_Exercise instructions_:
Using the data that follows, return exactly the lines from the one that contains "Expected: one point per instance of the sneaker, each" through the one that contains "Expected: one point per instance of the advertising", ends included.

=== Section Start ===

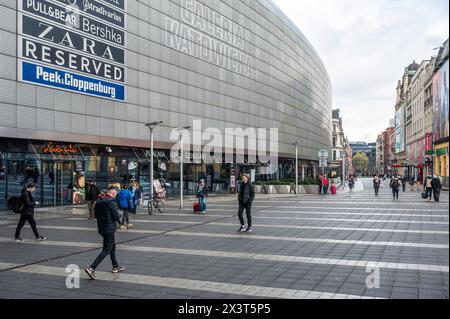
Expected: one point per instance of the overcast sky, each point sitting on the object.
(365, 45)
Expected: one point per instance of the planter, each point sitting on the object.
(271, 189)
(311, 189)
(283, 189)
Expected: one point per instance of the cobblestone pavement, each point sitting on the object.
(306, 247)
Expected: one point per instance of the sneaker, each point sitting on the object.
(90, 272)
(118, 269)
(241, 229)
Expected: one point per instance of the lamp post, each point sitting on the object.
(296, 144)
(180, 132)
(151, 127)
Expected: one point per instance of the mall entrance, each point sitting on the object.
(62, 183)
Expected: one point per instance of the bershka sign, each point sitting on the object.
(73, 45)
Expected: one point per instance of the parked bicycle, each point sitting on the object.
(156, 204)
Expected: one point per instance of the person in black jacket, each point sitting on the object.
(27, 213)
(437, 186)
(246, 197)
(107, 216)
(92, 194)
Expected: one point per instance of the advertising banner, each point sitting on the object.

=== Section End ===
=== Section Start ===

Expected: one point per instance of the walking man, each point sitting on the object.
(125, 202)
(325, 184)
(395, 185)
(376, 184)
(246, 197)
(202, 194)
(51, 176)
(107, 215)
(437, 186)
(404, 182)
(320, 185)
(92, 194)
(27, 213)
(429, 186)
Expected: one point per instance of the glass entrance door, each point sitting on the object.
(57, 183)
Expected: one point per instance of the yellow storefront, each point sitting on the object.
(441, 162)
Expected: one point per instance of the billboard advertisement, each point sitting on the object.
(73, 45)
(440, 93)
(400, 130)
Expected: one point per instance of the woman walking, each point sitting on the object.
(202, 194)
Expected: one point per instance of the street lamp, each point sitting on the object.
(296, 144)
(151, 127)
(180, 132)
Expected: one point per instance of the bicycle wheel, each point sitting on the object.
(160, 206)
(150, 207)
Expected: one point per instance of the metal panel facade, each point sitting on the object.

=== Section End ===
=== Section Start ===

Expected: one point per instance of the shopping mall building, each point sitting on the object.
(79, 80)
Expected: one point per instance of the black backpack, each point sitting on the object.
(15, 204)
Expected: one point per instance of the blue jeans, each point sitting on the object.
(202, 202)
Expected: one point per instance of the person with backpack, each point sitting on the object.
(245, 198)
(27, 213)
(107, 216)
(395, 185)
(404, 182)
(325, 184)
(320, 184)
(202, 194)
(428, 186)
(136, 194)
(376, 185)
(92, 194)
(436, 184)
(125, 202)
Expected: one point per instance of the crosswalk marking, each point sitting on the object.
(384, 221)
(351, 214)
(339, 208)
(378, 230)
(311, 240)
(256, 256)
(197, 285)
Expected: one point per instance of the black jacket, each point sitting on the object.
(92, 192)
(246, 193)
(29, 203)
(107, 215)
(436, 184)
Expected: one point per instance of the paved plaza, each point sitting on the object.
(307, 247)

=== Section End ===

_Result of the task_:
Expected: one point per instance of the sneaker, each point sitting on the object.
(90, 272)
(118, 269)
(241, 229)
Expected: one point per instance of the lamp post, each point sitting on the object.
(296, 144)
(180, 132)
(151, 127)
Expected: one point per instance of the mall entrance, each point sitting on the object.
(62, 183)
Expected: one point per instance of the bershka sign, each point sitting on the object.
(73, 45)
Expected: one point per instance of the parked bicycle, each point sitting on the object.
(156, 204)
Expected: one point per instance of the person in black jacket, each point sitting on the object.
(27, 213)
(437, 186)
(246, 197)
(107, 216)
(92, 194)
Expected: one point per instance of the advertising banner, each point sitting on the object.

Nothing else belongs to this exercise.